Reproduce the lines from the one containing "Put a dot on each instance of the hanging" through the end of the rows, switching "brick building facade" to "red brick wall" and leaving everything else unchanged.

* Begin THE INPUT *

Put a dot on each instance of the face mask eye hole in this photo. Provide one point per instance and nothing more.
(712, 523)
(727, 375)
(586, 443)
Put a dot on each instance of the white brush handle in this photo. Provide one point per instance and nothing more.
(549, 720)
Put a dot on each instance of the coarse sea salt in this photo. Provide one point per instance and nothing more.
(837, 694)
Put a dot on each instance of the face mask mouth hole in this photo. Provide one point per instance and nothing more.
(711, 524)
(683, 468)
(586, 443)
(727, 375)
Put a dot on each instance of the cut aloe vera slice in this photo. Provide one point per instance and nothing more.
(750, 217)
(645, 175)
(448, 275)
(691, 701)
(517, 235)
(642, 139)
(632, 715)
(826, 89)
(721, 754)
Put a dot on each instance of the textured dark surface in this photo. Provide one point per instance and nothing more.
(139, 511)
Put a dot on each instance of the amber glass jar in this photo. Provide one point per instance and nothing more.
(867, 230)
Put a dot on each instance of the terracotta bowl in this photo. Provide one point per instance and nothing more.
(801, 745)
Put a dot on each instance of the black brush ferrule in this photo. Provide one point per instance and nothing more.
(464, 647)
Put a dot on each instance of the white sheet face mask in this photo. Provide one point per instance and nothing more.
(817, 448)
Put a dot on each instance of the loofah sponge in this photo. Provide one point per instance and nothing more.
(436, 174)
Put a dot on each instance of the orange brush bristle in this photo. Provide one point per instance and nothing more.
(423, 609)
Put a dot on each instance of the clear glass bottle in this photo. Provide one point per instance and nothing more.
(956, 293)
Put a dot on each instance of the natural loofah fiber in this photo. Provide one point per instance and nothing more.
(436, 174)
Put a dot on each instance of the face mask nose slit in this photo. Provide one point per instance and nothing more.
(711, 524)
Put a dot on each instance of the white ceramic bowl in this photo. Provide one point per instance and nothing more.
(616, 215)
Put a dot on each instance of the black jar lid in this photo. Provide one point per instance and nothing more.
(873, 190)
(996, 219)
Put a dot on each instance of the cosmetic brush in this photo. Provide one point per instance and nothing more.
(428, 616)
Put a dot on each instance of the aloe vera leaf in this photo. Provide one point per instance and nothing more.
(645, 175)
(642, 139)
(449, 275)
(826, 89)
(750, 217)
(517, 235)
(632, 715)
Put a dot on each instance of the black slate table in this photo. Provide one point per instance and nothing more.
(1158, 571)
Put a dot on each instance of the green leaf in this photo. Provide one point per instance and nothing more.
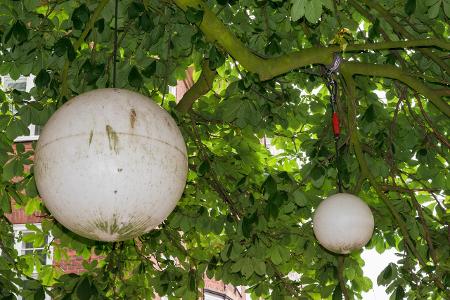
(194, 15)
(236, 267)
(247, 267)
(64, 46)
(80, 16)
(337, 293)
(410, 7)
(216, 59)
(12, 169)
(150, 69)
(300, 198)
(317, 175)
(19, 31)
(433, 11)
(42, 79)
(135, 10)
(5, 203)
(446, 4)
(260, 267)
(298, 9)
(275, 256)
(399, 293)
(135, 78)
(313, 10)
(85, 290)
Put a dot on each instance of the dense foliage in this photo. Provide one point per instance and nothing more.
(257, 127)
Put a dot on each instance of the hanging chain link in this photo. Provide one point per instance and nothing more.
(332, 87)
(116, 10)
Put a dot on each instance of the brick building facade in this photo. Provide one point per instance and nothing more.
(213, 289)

* End THE INPUT *

§ **EXERCISE ANSWER**
Put a dot on each instance of the hanging chain link in this photo. Provide one point per instance and nothing more.
(332, 87)
(116, 10)
Put a dot on each instance of the red brick wall in this photo. Provide one point per instance and nothing more.
(213, 289)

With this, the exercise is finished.